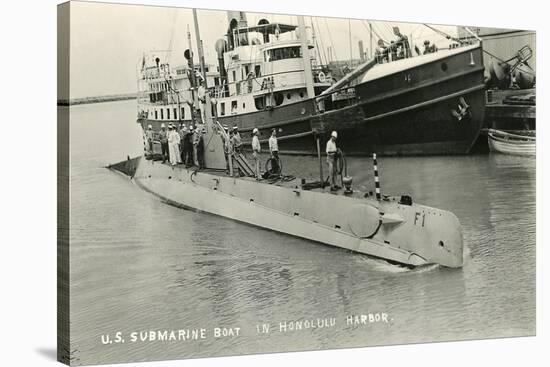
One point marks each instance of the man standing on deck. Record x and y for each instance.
(188, 147)
(256, 150)
(331, 159)
(163, 137)
(182, 132)
(237, 142)
(196, 139)
(149, 135)
(200, 148)
(274, 150)
(173, 145)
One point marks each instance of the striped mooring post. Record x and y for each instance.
(376, 178)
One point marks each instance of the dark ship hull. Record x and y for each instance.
(435, 106)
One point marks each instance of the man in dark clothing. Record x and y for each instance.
(200, 149)
(188, 144)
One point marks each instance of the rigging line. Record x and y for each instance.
(503, 61)
(330, 36)
(446, 35)
(350, 48)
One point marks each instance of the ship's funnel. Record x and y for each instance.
(221, 47)
(187, 54)
(265, 35)
(237, 19)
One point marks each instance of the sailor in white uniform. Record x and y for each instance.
(331, 159)
(256, 150)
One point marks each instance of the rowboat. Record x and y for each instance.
(508, 143)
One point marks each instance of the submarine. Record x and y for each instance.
(393, 228)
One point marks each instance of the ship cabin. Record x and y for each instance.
(165, 93)
(262, 67)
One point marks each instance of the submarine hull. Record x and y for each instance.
(412, 235)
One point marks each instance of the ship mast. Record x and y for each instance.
(213, 146)
(192, 79)
(306, 57)
(199, 47)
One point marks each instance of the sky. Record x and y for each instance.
(108, 40)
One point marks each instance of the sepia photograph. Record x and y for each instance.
(235, 182)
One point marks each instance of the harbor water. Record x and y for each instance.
(138, 264)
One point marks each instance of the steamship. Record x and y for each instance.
(268, 77)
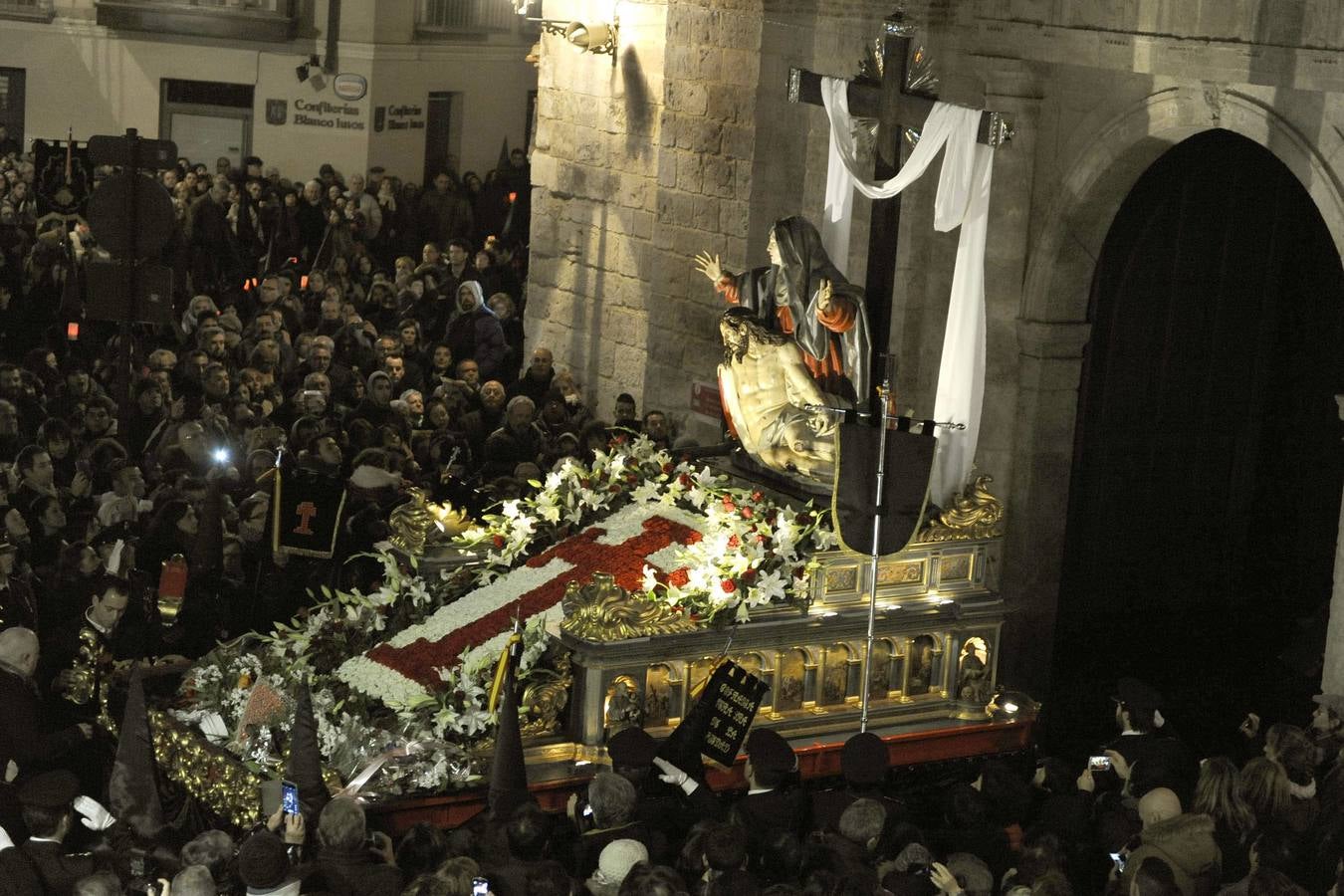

REQUIREMENT: Give every record back exactly as it reads, with no images.

EXERCISE ANSWER:
One point marks each instance of the man standing on deck. Record x and y for each instance.
(188, 147)
(256, 150)
(331, 159)
(163, 137)
(182, 132)
(237, 142)
(196, 139)
(149, 135)
(200, 148)
(274, 150)
(173, 145)
One point marks each instance of the striped mooring post. Record x and y for each instance.
(376, 178)
One point marks each instance of the dark ship hull. Record x and y for each instance.
(435, 106)
One point marks each instance of the man in dark clothing. Record x and y for each instance.
(200, 149)
(188, 144)
One point marks each instance of the rigging line. Record x and y for each instance.
(503, 61)
(330, 36)
(446, 35)
(350, 48)
One point marks each instance of the ship's funnel. Record x and y for each instance.
(221, 47)
(187, 54)
(265, 35)
(237, 19)
One point marks each instance of the sailor in white uniform. Record x and y for each instance.
(331, 159)
(256, 150)
One point marks each instance of the rowboat. Record x and y for each instance.
(508, 143)
One point marks each instance of the submarine. Record x and y for each instance.
(393, 228)
One point marks each instance of the ship cabin. Record x and y for each instance.
(165, 93)
(262, 67)
One point marks each instance of the submarine hull. Record x and y for each instance.
(412, 235)
One point marks each instance of the ship mast. Record x and y for each instance.
(213, 146)
(192, 79)
(306, 57)
(199, 47)
One point marks each instance of the sky. Record x and y for each instance.
(108, 40)
One point marks each instance of the sepia photograph. Record x and y for each instance.
(235, 182)
One point marks each instance of the harbor water. Record x and y for each instance.
(138, 264)
One point marks each instance of the steamship. Record x and y for each instance.
(268, 77)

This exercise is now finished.